++++ Selected excerpt ++++
Judicial Review

Judicial Review

Author: Vidhi S Shrivastav


The State is no longer a laissez-faire state but has now gravitated towards becoming a welfare state. As per Article 12 of the Constitution of India1, the term ‘State’ may be used to denote Union Government and State Government, Parliament and State Legislatures, and all local or other authorities within the territory of India or under the control of the Indian Government. The State is encompassed with three organs – the Legislative, the Executive and the Judiciary.

In such a welfare state, the welfare of the citizens is of utmost priority. The aim is to take care of its citizens from “Cradle to Grave”. It seeks to eliminate poverty and exploitation of its citizens by promoting literacy, providing employment and essential commodities, all with the intent of safeguarding the interest of its citizens.

Whether liked or not, the executive organ of the state ought to be vested with some discretionary powers. It is observed that whenever such discretionary power is vested, there has been a strong possibility of such power being used illegally or for serving personal interests. Thereby, such discretionary powers are to be kept in strict control.

The observations of Lord Denning may duly be taken into context here, that is, “if such (discretionary) powers are properly exercised, they lead to a welfare state, but if abused they certainly make the way of a totalitarian state. It is for this reason that Judicial review of administrative action has become a vital part of Administrative Law.”

This brings us to the crux of our discussion ie. Judicial Review, which is considered by the Supreme Court to be a basic feature of the Indian Constitution.

What is Judicial Review?

Judicial Review is an important and recognized part of Administrative law and is considered to be the basic feature of the Constitution of India.

Judicial Review may be described as a procedure taken by the courts to ascertain the validity of an action taken by an executive authority. It is primarily concerned with the manner the decision is taken or an order is passed by an administrative authority. The correctness or merits of the particular order are of secondary concern.

In the observations of Lord Halsbury, “if a legislature has conferred certain powers on a particular body, giving it a discretion as regards how they are to be exercised, it is beyond the power of any court to contest such discretion.”Thus the court does not act as a court of appeal. The court, in this exercise of judicial review, is thereby, only concerned whether the administrative authority or tribunal has acted within its powers and followed the proper procedures.
++++
Instructions to follow: In the article on judicial review, which article of the Constitution of India defines the term "State"?
++++ Supplied data ++++
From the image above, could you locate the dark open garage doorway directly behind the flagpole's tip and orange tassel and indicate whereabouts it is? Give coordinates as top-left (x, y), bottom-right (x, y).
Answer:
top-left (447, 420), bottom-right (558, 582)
++++
Written answer: Article 12